## start
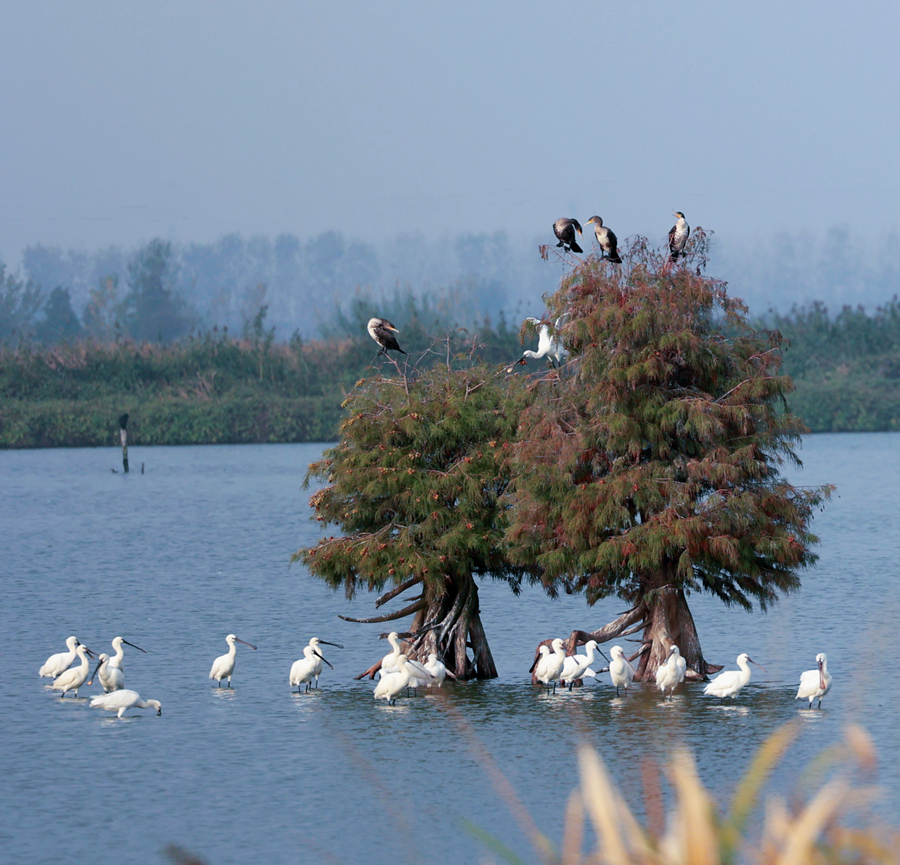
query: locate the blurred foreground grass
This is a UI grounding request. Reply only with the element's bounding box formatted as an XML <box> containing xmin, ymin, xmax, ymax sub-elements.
<box><xmin>468</xmin><ymin>724</ymin><xmax>900</xmax><ymax>865</ymax></box>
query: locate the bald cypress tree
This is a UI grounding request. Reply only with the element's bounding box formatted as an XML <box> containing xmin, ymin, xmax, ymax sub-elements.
<box><xmin>294</xmin><ymin>353</ymin><xmax>534</xmax><ymax>679</ymax></box>
<box><xmin>508</xmin><ymin>232</ymin><xmax>830</xmax><ymax>678</ymax></box>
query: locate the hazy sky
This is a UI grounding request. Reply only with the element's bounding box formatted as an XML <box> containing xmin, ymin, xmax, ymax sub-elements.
<box><xmin>0</xmin><ymin>0</ymin><xmax>900</xmax><ymax>264</ymax></box>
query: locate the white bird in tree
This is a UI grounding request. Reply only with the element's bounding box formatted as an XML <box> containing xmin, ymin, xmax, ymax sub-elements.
<box><xmin>794</xmin><ymin>652</ymin><xmax>831</xmax><ymax>709</ymax></box>
<box><xmin>656</xmin><ymin>644</ymin><xmax>687</xmax><ymax>697</ymax></box>
<box><xmin>91</xmin><ymin>688</ymin><xmax>162</xmax><ymax>718</ymax></box>
<box><xmin>609</xmin><ymin>646</ymin><xmax>636</xmax><ymax>697</ymax></box>
<box><xmin>703</xmin><ymin>652</ymin><xmax>766</xmax><ymax>702</ymax></box>
<box><xmin>373</xmin><ymin>653</ymin><xmax>413</xmax><ymax>706</ymax></box>
<box><xmin>290</xmin><ymin>637</ymin><xmax>334</xmax><ymax>694</ymax></box>
<box><xmin>507</xmin><ymin>316</ymin><xmax>569</xmax><ymax>372</ymax></box>
<box><xmin>534</xmin><ymin>637</ymin><xmax>566</xmax><ymax>694</ymax></box>
<box><xmin>209</xmin><ymin>634</ymin><xmax>256</xmax><ymax>688</ymax></box>
<box><xmin>50</xmin><ymin>643</ymin><xmax>94</xmax><ymax>699</ymax></box>
<box><xmin>38</xmin><ymin>637</ymin><xmax>81</xmax><ymax>679</ymax></box>
<box><xmin>559</xmin><ymin>640</ymin><xmax>606</xmax><ymax>691</ymax></box>
<box><xmin>88</xmin><ymin>654</ymin><xmax>125</xmax><ymax>694</ymax></box>
<box><xmin>107</xmin><ymin>637</ymin><xmax>147</xmax><ymax>682</ymax></box>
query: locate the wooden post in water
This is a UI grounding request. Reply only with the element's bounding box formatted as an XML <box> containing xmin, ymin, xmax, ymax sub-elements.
<box><xmin>119</xmin><ymin>414</ymin><xmax>128</xmax><ymax>475</ymax></box>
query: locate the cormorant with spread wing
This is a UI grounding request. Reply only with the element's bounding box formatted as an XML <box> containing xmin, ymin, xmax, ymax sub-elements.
<box><xmin>587</xmin><ymin>216</ymin><xmax>622</xmax><ymax>264</ymax></box>
<box><xmin>669</xmin><ymin>210</ymin><xmax>691</xmax><ymax>261</ymax></box>
<box><xmin>366</xmin><ymin>318</ymin><xmax>406</xmax><ymax>354</ymax></box>
<box><xmin>553</xmin><ymin>219</ymin><xmax>584</xmax><ymax>252</ymax></box>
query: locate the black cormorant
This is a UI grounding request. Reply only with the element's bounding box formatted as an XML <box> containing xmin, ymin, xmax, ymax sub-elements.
<box><xmin>669</xmin><ymin>210</ymin><xmax>691</xmax><ymax>261</ymax></box>
<box><xmin>366</xmin><ymin>318</ymin><xmax>406</xmax><ymax>354</ymax></box>
<box><xmin>587</xmin><ymin>216</ymin><xmax>622</xmax><ymax>264</ymax></box>
<box><xmin>553</xmin><ymin>219</ymin><xmax>584</xmax><ymax>252</ymax></box>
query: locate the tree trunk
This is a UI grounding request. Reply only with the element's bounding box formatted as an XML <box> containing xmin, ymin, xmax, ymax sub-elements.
<box><xmin>352</xmin><ymin>575</ymin><xmax>497</xmax><ymax>680</ymax></box>
<box><xmin>635</xmin><ymin>586</ymin><xmax>722</xmax><ymax>682</ymax></box>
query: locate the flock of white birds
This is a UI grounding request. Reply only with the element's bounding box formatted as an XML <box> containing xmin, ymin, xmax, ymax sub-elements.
<box><xmin>38</xmin><ymin>631</ymin><xmax>831</xmax><ymax>718</ymax></box>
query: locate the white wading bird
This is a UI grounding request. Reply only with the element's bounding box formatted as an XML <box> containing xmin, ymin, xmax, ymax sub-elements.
<box><xmin>794</xmin><ymin>652</ymin><xmax>831</xmax><ymax>709</ymax></box>
<box><xmin>609</xmin><ymin>646</ymin><xmax>636</xmax><ymax>697</ymax></box>
<box><xmin>50</xmin><ymin>644</ymin><xmax>94</xmax><ymax>699</ymax></box>
<box><xmin>88</xmin><ymin>654</ymin><xmax>125</xmax><ymax>694</ymax></box>
<box><xmin>425</xmin><ymin>652</ymin><xmax>455</xmax><ymax>688</ymax></box>
<box><xmin>290</xmin><ymin>637</ymin><xmax>336</xmax><ymax>694</ymax></box>
<box><xmin>534</xmin><ymin>637</ymin><xmax>566</xmax><ymax>694</ymax></box>
<box><xmin>703</xmin><ymin>652</ymin><xmax>766</xmax><ymax>702</ymax></box>
<box><xmin>559</xmin><ymin>640</ymin><xmax>606</xmax><ymax>691</ymax></box>
<box><xmin>656</xmin><ymin>645</ymin><xmax>687</xmax><ymax>697</ymax></box>
<box><xmin>91</xmin><ymin>688</ymin><xmax>162</xmax><ymax>718</ymax></box>
<box><xmin>107</xmin><ymin>637</ymin><xmax>147</xmax><ymax>668</ymax></box>
<box><xmin>373</xmin><ymin>654</ymin><xmax>413</xmax><ymax>706</ymax></box>
<box><xmin>38</xmin><ymin>637</ymin><xmax>81</xmax><ymax>679</ymax></box>
<box><xmin>506</xmin><ymin>316</ymin><xmax>569</xmax><ymax>372</ymax></box>
<box><xmin>309</xmin><ymin>637</ymin><xmax>344</xmax><ymax>689</ymax></box>
<box><xmin>209</xmin><ymin>634</ymin><xmax>256</xmax><ymax>688</ymax></box>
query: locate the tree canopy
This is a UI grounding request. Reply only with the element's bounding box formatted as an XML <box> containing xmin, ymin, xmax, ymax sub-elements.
<box><xmin>508</xmin><ymin>234</ymin><xmax>830</xmax><ymax>676</ymax></box>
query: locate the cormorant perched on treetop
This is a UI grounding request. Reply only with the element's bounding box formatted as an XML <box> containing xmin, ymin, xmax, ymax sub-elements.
<box><xmin>669</xmin><ymin>210</ymin><xmax>691</xmax><ymax>261</ymax></box>
<box><xmin>366</xmin><ymin>318</ymin><xmax>406</xmax><ymax>354</ymax></box>
<box><xmin>553</xmin><ymin>219</ymin><xmax>584</xmax><ymax>252</ymax></box>
<box><xmin>587</xmin><ymin>216</ymin><xmax>622</xmax><ymax>264</ymax></box>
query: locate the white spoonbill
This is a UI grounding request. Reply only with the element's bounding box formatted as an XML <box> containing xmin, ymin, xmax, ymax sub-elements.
<box><xmin>559</xmin><ymin>640</ymin><xmax>606</xmax><ymax>691</ymax></box>
<box><xmin>379</xmin><ymin>631</ymin><xmax>403</xmax><ymax>676</ymax></box>
<box><xmin>373</xmin><ymin>654</ymin><xmax>413</xmax><ymax>706</ymax></box>
<box><xmin>609</xmin><ymin>646</ymin><xmax>636</xmax><ymax>697</ymax></box>
<box><xmin>425</xmin><ymin>652</ymin><xmax>455</xmax><ymax>688</ymax></box>
<box><xmin>656</xmin><ymin>644</ymin><xmax>687</xmax><ymax>697</ymax></box>
<box><xmin>91</xmin><ymin>688</ymin><xmax>162</xmax><ymax>718</ymax></box>
<box><xmin>794</xmin><ymin>652</ymin><xmax>831</xmax><ymax>709</ymax></box>
<box><xmin>38</xmin><ymin>637</ymin><xmax>81</xmax><ymax>679</ymax></box>
<box><xmin>703</xmin><ymin>652</ymin><xmax>766</xmax><ymax>702</ymax></box>
<box><xmin>290</xmin><ymin>637</ymin><xmax>334</xmax><ymax>694</ymax></box>
<box><xmin>50</xmin><ymin>643</ymin><xmax>94</xmax><ymax>699</ymax></box>
<box><xmin>534</xmin><ymin>637</ymin><xmax>566</xmax><ymax>694</ymax></box>
<box><xmin>107</xmin><ymin>637</ymin><xmax>147</xmax><ymax>668</ymax></box>
<box><xmin>88</xmin><ymin>654</ymin><xmax>125</xmax><ymax>694</ymax></box>
<box><xmin>209</xmin><ymin>634</ymin><xmax>256</xmax><ymax>688</ymax></box>
<box><xmin>309</xmin><ymin>637</ymin><xmax>344</xmax><ymax>688</ymax></box>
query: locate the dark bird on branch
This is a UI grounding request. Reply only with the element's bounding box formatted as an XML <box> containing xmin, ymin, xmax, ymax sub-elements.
<box><xmin>669</xmin><ymin>210</ymin><xmax>691</xmax><ymax>261</ymax></box>
<box><xmin>366</xmin><ymin>318</ymin><xmax>406</xmax><ymax>354</ymax></box>
<box><xmin>553</xmin><ymin>219</ymin><xmax>584</xmax><ymax>252</ymax></box>
<box><xmin>587</xmin><ymin>216</ymin><xmax>622</xmax><ymax>264</ymax></box>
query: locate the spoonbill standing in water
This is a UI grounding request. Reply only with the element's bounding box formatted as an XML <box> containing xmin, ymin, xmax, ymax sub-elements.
<box><xmin>290</xmin><ymin>637</ymin><xmax>336</xmax><ymax>694</ymax></box>
<box><xmin>373</xmin><ymin>653</ymin><xmax>413</xmax><ymax>706</ymax></box>
<box><xmin>609</xmin><ymin>646</ymin><xmax>636</xmax><ymax>697</ymax></box>
<box><xmin>106</xmin><ymin>637</ymin><xmax>147</xmax><ymax>668</ymax></box>
<box><xmin>38</xmin><ymin>637</ymin><xmax>81</xmax><ymax>679</ymax></box>
<box><xmin>794</xmin><ymin>652</ymin><xmax>831</xmax><ymax>709</ymax></box>
<box><xmin>50</xmin><ymin>643</ymin><xmax>94</xmax><ymax>699</ymax></box>
<box><xmin>309</xmin><ymin>637</ymin><xmax>344</xmax><ymax>689</ymax></box>
<box><xmin>209</xmin><ymin>634</ymin><xmax>256</xmax><ymax>688</ymax></box>
<box><xmin>534</xmin><ymin>637</ymin><xmax>566</xmax><ymax>694</ymax></box>
<box><xmin>703</xmin><ymin>652</ymin><xmax>766</xmax><ymax>703</ymax></box>
<box><xmin>559</xmin><ymin>640</ymin><xmax>606</xmax><ymax>691</ymax></box>
<box><xmin>88</xmin><ymin>654</ymin><xmax>125</xmax><ymax>694</ymax></box>
<box><xmin>91</xmin><ymin>688</ymin><xmax>162</xmax><ymax>718</ymax></box>
<box><xmin>656</xmin><ymin>644</ymin><xmax>687</xmax><ymax>697</ymax></box>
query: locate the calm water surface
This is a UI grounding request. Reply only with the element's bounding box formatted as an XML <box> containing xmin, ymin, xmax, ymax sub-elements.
<box><xmin>0</xmin><ymin>434</ymin><xmax>900</xmax><ymax>865</ymax></box>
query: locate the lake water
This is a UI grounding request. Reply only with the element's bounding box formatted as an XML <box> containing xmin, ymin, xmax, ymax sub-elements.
<box><xmin>0</xmin><ymin>434</ymin><xmax>900</xmax><ymax>865</ymax></box>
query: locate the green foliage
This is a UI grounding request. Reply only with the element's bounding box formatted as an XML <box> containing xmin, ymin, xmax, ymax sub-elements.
<box><xmin>295</xmin><ymin>352</ymin><xmax>531</xmax><ymax>597</ymax></box>
<box><xmin>509</xmin><ymin>232</ymin><xmax>829</xmax><ymax>609</ymax></box>
<box><xmin>760</xmin><ymin>298</ymin><xmax>900</xmax><ymax>432</ymax></box>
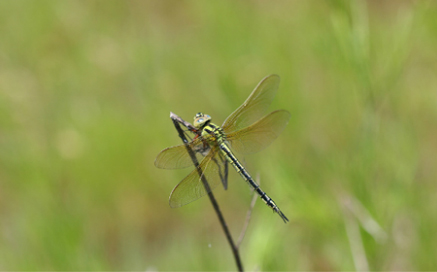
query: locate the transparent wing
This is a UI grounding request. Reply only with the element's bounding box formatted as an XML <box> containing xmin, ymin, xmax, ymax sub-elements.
<box><xmin>222</xmin><ymin>75</ymin><xmax>280</xmax><ymax>132</ymax></box>
<box><xmin>226</xmin><ymin>110</ymin><xmax>291</xmax><ymax>154</ymax></box>
<box><xmin>169</xmin><ymin>149</ymin><xmax>221</xmax><ymax>208</ymax></box>
<box><xmin>155</xmin><ymin>138</ymin><xmax>209</xmax><ymax>169</ymax></box>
## end
# WHAT YOU WILL DO
Count the lines in the records above that contain the string "spoonbill". Reply with the number alone.

# RESULT OF THE EXERCISE
2